**DO THIS:** Copy out every line of the data below, character for character.

**MATERIAL FOR THE TASK:**
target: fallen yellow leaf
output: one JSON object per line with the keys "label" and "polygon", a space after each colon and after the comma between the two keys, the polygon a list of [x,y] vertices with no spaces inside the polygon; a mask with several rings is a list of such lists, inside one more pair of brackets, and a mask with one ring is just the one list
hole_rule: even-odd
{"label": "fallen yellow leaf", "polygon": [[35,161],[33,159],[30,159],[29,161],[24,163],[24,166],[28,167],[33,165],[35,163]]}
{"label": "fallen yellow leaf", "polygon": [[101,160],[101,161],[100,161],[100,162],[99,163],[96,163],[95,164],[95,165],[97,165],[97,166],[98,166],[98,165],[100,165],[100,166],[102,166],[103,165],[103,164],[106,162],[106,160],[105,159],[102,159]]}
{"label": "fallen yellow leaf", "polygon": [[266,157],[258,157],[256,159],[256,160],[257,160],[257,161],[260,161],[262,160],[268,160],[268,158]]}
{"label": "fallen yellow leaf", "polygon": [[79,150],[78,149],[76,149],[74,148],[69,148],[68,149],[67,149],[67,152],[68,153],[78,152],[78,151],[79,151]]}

**RESPONSE TO THE TASK:**
target: fallen yellow leaf
output: one JSON object per line with the keys "label" and "polygon", a space after each colon and after the comma between the two keys, the polygon a list of [x,y] vertices with no spaces inside the polygon; a mask with several rings is a list of such lists, inside one more pair of brackets, and a mask with one ring is just the one list
hole_rule: even-odd
{"label": "fallen yellow leaf", "polygon": [[35,161],[33,159],[30,159],[29,161],[24,163],[24,166],[28,167],[33,165],[35,163]]}
{"label": "fallen yellow leaf", "polygon": [[101,160],[101,161],[100,161],[100,162],[99,163],[96,163],[95,164],[95,165],[97,165],[97,166],[98,166],[98,165],[100,165],[100,166],[102,166],[103,165],[103,164],[106,162],[106,160],[105,159],[102,159]]}
{"label": "fallen yellow leaf", "polygon": [[266,157],[258,157],[256,159],[256,160],[257,160],[257,161],[260,161],[262,160],[268,160],[268,158]]}
{"label": "fallen yellow leaf", "polygon": [[79,150],[78,149],[76,149],[74,148],[69,148],[68,149],[67,149],[67,152],[68,153],[78,152],[78,151],[79,151]]}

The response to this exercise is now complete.